INSTRUCTIONS TO FOLLOW >> Format the records below as one numbered list, one line per item, and leave out the blank lines.

MATERIAL PROVIDED >>
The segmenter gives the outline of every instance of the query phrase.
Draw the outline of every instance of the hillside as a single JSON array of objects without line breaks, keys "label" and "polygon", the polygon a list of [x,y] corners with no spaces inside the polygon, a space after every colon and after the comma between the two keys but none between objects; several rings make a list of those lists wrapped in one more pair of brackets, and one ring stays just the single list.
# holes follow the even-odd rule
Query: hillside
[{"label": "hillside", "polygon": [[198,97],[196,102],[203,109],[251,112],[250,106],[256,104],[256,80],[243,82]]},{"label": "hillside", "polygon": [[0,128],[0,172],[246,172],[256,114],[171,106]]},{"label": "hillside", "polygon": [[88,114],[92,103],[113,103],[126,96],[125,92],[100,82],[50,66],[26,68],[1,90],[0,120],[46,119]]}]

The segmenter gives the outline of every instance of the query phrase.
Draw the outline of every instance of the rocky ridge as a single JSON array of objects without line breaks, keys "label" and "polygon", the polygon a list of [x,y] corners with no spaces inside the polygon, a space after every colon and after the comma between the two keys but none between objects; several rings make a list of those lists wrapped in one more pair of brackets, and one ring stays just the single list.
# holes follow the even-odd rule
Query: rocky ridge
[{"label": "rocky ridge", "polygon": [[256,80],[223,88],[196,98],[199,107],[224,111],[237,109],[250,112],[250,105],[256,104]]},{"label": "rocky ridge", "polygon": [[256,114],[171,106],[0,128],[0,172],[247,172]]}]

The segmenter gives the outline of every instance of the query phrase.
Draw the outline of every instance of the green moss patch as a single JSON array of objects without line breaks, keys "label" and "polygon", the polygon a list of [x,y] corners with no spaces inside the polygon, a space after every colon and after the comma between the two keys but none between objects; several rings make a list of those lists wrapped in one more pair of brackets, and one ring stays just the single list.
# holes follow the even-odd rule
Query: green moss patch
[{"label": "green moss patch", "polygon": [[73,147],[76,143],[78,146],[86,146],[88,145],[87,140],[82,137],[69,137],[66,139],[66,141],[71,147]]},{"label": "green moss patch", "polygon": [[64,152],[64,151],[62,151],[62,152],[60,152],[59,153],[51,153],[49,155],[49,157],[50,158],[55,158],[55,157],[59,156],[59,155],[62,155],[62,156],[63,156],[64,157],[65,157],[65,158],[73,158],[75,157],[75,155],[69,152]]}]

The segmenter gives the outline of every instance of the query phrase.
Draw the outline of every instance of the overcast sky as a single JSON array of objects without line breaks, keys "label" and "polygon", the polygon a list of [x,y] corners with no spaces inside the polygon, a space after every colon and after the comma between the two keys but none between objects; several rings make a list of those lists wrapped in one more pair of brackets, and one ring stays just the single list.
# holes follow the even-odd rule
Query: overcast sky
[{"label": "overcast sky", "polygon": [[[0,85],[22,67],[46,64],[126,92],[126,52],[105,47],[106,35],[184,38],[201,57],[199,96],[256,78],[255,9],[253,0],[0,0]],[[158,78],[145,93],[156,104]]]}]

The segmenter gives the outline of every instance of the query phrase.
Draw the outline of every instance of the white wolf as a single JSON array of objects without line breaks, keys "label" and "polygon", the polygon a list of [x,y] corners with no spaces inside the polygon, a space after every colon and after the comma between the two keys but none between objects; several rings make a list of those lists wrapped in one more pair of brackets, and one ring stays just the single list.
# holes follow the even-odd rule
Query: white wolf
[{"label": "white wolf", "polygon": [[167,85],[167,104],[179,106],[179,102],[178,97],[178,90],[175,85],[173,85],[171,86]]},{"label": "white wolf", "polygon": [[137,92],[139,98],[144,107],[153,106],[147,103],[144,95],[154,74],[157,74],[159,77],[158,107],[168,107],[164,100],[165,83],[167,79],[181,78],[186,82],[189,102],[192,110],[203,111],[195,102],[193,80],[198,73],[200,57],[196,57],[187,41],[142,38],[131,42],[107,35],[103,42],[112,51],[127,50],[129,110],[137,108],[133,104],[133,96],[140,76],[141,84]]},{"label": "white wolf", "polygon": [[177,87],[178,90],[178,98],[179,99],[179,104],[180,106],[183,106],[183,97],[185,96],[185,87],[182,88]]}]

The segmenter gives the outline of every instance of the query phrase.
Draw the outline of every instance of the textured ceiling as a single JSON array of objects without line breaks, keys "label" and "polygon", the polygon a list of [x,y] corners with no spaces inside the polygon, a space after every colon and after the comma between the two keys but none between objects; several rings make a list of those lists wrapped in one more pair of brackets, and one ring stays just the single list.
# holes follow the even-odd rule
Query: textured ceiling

THE RESPONSE >>
1. The segmenter gives the outline of every instance of the query phrase.
2. Draw the outline of every instance of the hillside as a single JSON array of objects without line breaks, keys "label" and "polygon", the polygon a list of [x,y] corners with no spaces inside the polygon, a space after every colon and after the comma between the two keys but none between objects; several rings make a list of those lists wrapped in one more pair of brackets, and one ring stays just the single list.
3. # holes follow the even-odd rule
4. Query: hillside
5. [{"label": "hillside", "polygon": [[198,97],[196,102],[203,109],[251,112],[250,106],[256,104],[256,80],[243,82]]},{"label": "hillside", "polygon": [[0,128],[0,172],[246,172],[256,114],[171,106]]},{"label": "hillside", "polygon": [[88,114],[92,103],[113,103],[126,96],[125,92],[100,82],[50,66],[26,68],[1,90],[0,120],[46,119]]}]
6. The segmenter gives the outline of every instance of the query phrase.
7. Draw the outline of every instance of the rocky ridge as a single JSON array of objects without line breaks, keys "label" and "polygon", the polygon a list of [x,y] corners with no spaces inside the polygon, a space after every colon and after the comma between the two keys but none between objects; several rings make a list of those lists wrapped in one more pair of brackets, and one ring stays just the single list.
8. # holes follow the even-odd rule
9. Query: rocky ridge
10. [{"label": "rocky ridge", "polygon": [[256,80],[223,88],[196,98],[199,107],[224,111],[237,109],[250,112],[250,105],[256,104]]},{"label": "rocky ridge", "polygon": [[256,114],[171,106],[0,128],[0,172],[247,172]]}]
11. The segmenter gives the outline of every instance of the query phrase.
12. Draw the outline of every instance of the green moss patch as a single JSON array of objects without line breaks, keys "label" and "polygon", the polygon a list of [x,y] corners with no spaces inside the polygon, a space after every colon and after the comma between the two keys but none between objects; several rings make a list of those lists wrapped in one more pair of brackets, and one ring stays just the single list.
13. # holes follow the even-odd rule
14. Query: green moss patch
15. [{"label": "green moss patch", "polygon": [[73,147],[76,143],[78,146],[86,146],[88,145],[87,140],[82,137],[69,137],[66,139],[66,141],[71,147]]},{"label": "green moss patch", "polygon": [[64,152],[64,151],[62,151],[62,152],[60,152],[59,153],[51,153],[49,155],[49,157],[50,158],[55,158],[55,157],[59,156],[59,155],[62,155],[62,156],[63,156],[64,157],[65,157],[65,158],[73,158],[75,157],[75,155],[69,152]]}]
16. The segmenter gives the outline of every instance of the query phrase.
17. Draw the outline of every instance of the overcast sky as a single JSON array of objects without line breaks, keys "label" and "polygon", the polygon a list of [x,y] corners with no spaces inside the polygon, a space after every colon and after the comma between the two keys but none between objects; several rings make a list of those lists wrapped in one more pair of brackets, and one ring stays just the single list.
18. # holes follow the even-odd rule
19. Query: overcast sky
20. [{"label": "overcast sky", "polygon": [[[0,85],[22,67],[46,64],[126,92],[126,52],[105,47],[106,35],[184,38],[201,57],[199,96],[256,78],[255,9],[253,0],[0,0]],[[158,78],[145,93],[156,104]]]}]
21. The segmenter gives the outline of every instance of the query phrase.
22. Draw the outline of every instance of the white wolf as a single JSON array of objects without line breaks, keys "label" and "polygon", the polygon a list of [x,y] corners with no spaces inside the polygon, a space after every colon and after the comma between the two keys but none between objects; several rings make a list of those lists wrapped in one more pair of brackets, and one ring stays just the single list.
23. # holes follow the even-odd rule
24. Query: white wolf
25. [{"label": "white wolf", "polygon": [[167,85],[167,104],[179,106],[179,102],[178,97],[178,90],[175,85],[173,85],[171,86]]},{"label": "white wolf", "polygon": [[137,92],[139,98],[144,107],[153,106],[147,103],[144,95],[154,74],[157,74],[159,77],[158,107],[168,107],[164,100],[165,83],[167,79],[181,78],[186,82],[189,102],[192,110],[203,111],[195,102],[193,80],[198,73],[200,57],[196,57],[187,41],[142,38],[131,42],[107,35],[103,42],[112,51],[127,50],[129,110],[137,108],[133,104],[133,96],[140,76],[141,84]]},{"label": "white wolf", "polygon": [[177,87],[178,90],[178,98],[179,99],[179,104],[180,106],[183,106],[183,97],[185,96],[185,87],[182,88]]}]
26. The segmenter gives the outline of every instance of the query phrase.
27. Draw the outline of every instance of the textured ceiling as a single JSON array of objects without line breaks, keys "label" and "polygon", the polygon a list of [x,y] corners with no spaces inside the polygon, a space after every colon and after the comma between the two keys but none between objects; several rings make a list of those lists wrapped in one more pair of brackets, and one ring stays just the single list.
28. # holes follow the even-odd rule
29. Query: textured ceiling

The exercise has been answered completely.